**Work order 1**
In the patent text, why were natural slopes modified in agriculture? Answer in one to three sentences.
**Work order 2**
Write out the part of the patent text starting with "In agriculture, natural" and going on through "from individual house-roofs.".

**Document text**
════════════════
|Publication number||US4527927 A|
|Application number||US 06/595,872|
|Publication date||Jul 9, 1985|
|Filing date||Apr 2, 1984|
|Priority date||Apr 2, 1984|
|Publication number||06595872, 595872, US 4527927 A, US 4527927A, US-A-4527927, US4527927 A, US4527927A|
|Original Assignee||Veronique Bucherre|
|Export Citation||BiBTeX, EndNote, RefMan|
|Patent Citations (4), Referenced by (17), Classifications (9), Legal Events (6)|
|External Links: USPTO, USPTO Assignment, Espacenet|
1. Technical Field
The invention provides for the collection and storage of rainwater that will subsequently be used for human consumption, livestock, domestic use and/or irrigation.
2. Background Art
In the United States, as in other parts of the world, sufficient water is not only needed for domestic uses and industrial and agricultural activities on a daily basis, it is a vital element of daily life. Man has not found a substitute for water and his dependence is real and so far unavoidable. However, reasonable access to safe potable water is still lacking for the majority of the world population. Insufficient water means great effort and time consuming search for those who need it; health and sanitation problems; economic difficulties and, in a number of areas, progressive desertification of the land.
Harvesting rainwater is a procedure that has been in application for centuries where and when other sources of water were either inadequate or insufficient.
In agriculture, natural slopes were modified to allow larger quantities of water to flow downstream to the lower fields, or to channel the collected water into livestock metal or concrete drinking troughs. Another possibility has been to collect rainwater from individual house-roofs.
════════════════
**Data below**
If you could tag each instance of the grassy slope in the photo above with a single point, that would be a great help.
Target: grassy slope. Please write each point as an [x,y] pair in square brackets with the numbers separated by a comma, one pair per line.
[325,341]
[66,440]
════════════════
**Answer area 1**
Natural slopes were modified so that larger quantities of water would flow downstream to the lower fields. They were also modified to channel the collected water into metal or concrete drinking troughs for livestock.

**Answer area 2**
In agriculture, natural slopes were modified to allow larger quantities of water to flow downstream to the lower fields, or to channel the collected water into livestock metal or concrete drinking troughs. Another possibility has been to collect rainwater from individual house-roofs.